Data in this exercise -
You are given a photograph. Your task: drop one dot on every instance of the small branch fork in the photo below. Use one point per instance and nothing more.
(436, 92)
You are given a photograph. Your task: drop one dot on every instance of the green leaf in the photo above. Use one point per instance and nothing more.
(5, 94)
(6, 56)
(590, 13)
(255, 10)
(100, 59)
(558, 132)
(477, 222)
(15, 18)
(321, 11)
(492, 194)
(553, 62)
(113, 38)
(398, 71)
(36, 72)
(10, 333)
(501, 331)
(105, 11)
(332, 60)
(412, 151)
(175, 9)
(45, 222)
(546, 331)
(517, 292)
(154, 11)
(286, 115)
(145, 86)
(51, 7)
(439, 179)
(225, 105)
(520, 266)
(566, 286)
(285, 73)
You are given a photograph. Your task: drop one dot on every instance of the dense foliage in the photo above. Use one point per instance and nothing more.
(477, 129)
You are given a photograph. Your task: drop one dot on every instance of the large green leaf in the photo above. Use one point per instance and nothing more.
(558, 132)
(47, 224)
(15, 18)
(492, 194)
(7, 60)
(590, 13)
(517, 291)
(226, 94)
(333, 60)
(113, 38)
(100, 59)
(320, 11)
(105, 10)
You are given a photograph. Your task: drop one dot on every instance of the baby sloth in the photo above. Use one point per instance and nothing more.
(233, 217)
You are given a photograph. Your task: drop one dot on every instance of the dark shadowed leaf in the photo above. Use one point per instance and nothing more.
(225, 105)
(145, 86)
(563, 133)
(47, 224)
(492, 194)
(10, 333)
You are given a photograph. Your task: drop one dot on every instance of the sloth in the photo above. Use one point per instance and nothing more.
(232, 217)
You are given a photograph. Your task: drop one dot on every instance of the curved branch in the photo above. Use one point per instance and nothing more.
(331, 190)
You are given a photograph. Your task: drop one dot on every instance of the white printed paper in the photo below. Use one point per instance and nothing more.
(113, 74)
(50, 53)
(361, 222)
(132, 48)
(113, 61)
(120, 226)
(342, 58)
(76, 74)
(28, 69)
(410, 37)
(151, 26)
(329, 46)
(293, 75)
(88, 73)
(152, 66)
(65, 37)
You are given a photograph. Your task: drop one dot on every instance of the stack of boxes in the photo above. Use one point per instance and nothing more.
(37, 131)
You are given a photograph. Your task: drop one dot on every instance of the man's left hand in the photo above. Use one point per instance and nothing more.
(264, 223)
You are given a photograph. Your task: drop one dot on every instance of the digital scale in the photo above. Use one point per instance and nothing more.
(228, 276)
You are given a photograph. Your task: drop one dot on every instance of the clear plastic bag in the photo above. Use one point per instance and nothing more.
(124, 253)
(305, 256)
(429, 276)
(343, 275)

What is needed -
Retype all the material above precisely, with no line left out.

The answer -
You are given a photograph. Your task: drop one dot on every instance of the small branch fork in the photo below. Use one point per instance and nothing more.
(436, 92)
You are given a photograph. Your task: drop one dot on every instance of the green leaf in the photo above. Use one point per instance and nothing more.
(5, 94)
(6, 56)
(590, 13)
(255, 10)
(100, 59)
(558, 132)
(477, 222)
(15, 18)
(321, 11)
(492, 194)
(553, 62)
(113, 38)
(398, 71)
(36, 72)
(10, 333)
(501, 331)
(105, 11)
(332, 60)
(412, 151)
(175, 9)
(45, 222)
(546, 331)
(517, 292)
(154, 11)
(286, 115)
(145, 86)
(51, 7)
(439, 179)
(225, 105)
(520, 266)
(566, 286)
(285, 73)
You are given a photograph. Your task: drop one dot on every instance of the dense foliage in the photo above. Use one point per instance and nothing more.
(477, 129)
You are given a photograph. Your task: drop one dot on every instance of the large green leaf in the photo above. Use one point per instance and nothing more.
(558, 132)
(47, 224)
(15, 18)
(492, 194)
(7, 60)
(590, 13)
(517, 291)
(226, 94)
(333, 60)
(113, 38)
(100, 59)
(320, 11)
(105, 10)
You are given a photograph. Your task: drop one dot on every instance of the baby sloth in the photo above. Use one point per instance and nothing more.
(233, 217)
You are given a photograph. Your task: drop one dot on every instance of the dark shadowed leaf in the photo above. Use one point per instance and nothing more.
(225, 105)
(145, 86)
(563, 133)
(47, 224)
(492, 194)
(10, 333)
You are given a photograph. Your task: drop one dot on every instance of the sloth in the photo above. Use one point per instance and nothing more.
(232, 217)
You are given a photograph. Your task: drop one dot on every instance of the curved branch in the photo above. Use one point per instance and nothing more.
(331, 190)
You are given a photograph. Your task: drop one dot on every instance of the white printed paper in the photo below. Use one point per instance and nothing more.
(113, 74)
(50, 53)
(361, 222)
(132, 48)
(113, 61)
(120, 226)
(342, 58)
(76, 74)
(28, 69)
(410, 37)
(151, 26)
(329, 46)
(293, 75)
(88, 73)
(152, 66)
(65, 37)
You are given a photograph. Your task: drop one dot on every instance of the stack of boxes in the photo above. Use one point per instance and nothing more.
(37, 131)
You are given a photograph. Your task: drop one dot on every instance of the man's left hand in the photo above. Use one point per instance and nothing more.
(264, 223)
You are given a photograph. Your task: drop one dot on every instance of the digital scale in the photo above. Use one point per instance and nothing more.
(228, 276)
You are given a photograph. Your task: drop one dot on every instance of the clear plastic bag in the photo above. Use one point per instance and nothing more.
(124, 253)
(305, 256)
(429, 276)
(343, 275)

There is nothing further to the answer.